> Data for the task
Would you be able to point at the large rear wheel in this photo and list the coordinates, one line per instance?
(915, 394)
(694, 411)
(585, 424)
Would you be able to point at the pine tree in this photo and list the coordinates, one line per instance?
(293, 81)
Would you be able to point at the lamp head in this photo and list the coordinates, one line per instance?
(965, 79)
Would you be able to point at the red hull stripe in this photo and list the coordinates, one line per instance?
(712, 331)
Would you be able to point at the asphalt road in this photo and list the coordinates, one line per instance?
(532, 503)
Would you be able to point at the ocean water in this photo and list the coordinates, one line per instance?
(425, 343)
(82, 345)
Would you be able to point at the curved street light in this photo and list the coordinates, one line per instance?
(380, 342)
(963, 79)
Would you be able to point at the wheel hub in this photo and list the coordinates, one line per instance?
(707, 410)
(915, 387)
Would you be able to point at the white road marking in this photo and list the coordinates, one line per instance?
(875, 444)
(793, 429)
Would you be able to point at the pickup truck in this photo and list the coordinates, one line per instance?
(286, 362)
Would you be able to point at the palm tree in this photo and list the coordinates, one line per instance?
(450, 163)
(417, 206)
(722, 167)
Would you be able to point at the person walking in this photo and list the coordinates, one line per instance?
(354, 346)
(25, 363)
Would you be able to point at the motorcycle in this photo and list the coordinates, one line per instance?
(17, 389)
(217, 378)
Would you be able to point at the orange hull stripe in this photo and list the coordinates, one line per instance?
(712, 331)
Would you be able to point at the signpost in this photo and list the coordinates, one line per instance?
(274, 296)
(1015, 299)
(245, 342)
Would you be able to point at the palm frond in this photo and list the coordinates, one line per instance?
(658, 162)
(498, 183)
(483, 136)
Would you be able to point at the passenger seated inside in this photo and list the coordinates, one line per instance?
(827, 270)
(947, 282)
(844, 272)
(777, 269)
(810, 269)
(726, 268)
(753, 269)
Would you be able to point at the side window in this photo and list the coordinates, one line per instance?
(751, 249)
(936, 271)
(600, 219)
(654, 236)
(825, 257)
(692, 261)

> What to work on
Write out all of the records above line for line, with no changes.

> Solution to the problem
Would you be able to point at the large rear wheel in this photo and list the coordinates, one line per instance?
(915, 394)
(694, 411)
(585, 424)
Would you be able to point at the pine tree in this photo and list the coordinates, one line per instance?
(293, 81)
Would you be able to point at the lamp head in this photo and list the coordinates, one line per instance?
(965, 79)
Would you be able to point at the red hull stripe in this photo and list the coordinates, one line per instance?
(712, 331)
Would you be able to point at the asphalt road in this photo and list the coordinates, one line per instance?
(532, 503)
Would you be able to point at the ocean water in this photo and list the coordinates, one line per instance?
(425, 343)
(82, 345)
Would you be able to point at the curved street light in this photo and list the coordinates, one line per instance?
(380, 342)
(963, 79)
Would you be able to point at the wheel hub in this photo and list the coordinates, one line per instance?
(707, 410)
(915, 387)
Would you be able to point at the white road marking in this photo and list the coordinates, one line per instance?
(875, 444)
(793, 429)
Would you be able to point at the pickup truck in this photo and list the coordinates, one line per instance?
(286, 362)
Would you be able to point at the palm tree in this photo and list the coordinates, one line per instance?
(450, 163)
(417, 206)
(722, 167)
Would you be able to point at the person walking in this photo and list the coordinates, one line per instance?
(354, 346)
(25, 363)
Would you be able to point at the motorcycle in this photo and list the coordinates, one line per instance?
(17, 389)
(217, 378)
Would you be able to point at the orange hull stripe in this photo and list the coordinates, one line per instance?
(712, 331)
Would you be able to point at the signpost in this photo and list the coordinates, one line per instance?
(274, 296)
(1015, 299)
(245, 342)
Would you be able to point at the palm frond in this photo and list the coordinates, one line per instance?
(658, 162)
(498, 183)
(483, 136)
Would you be able to point at the passenger seated inside in this photo and list the coordinates, one line per instance?
(827, 270)
(947, 282)
(844, 272)
(777, 269)
(810, 269)
(726, 268)
(753, 269)
Would you be able to point at the side window in this photo and list the coordinates, one line per instance?
(751, 249)
(936, 271)
(600, 219)
(654, 236)
(825, 257)
(692, 261)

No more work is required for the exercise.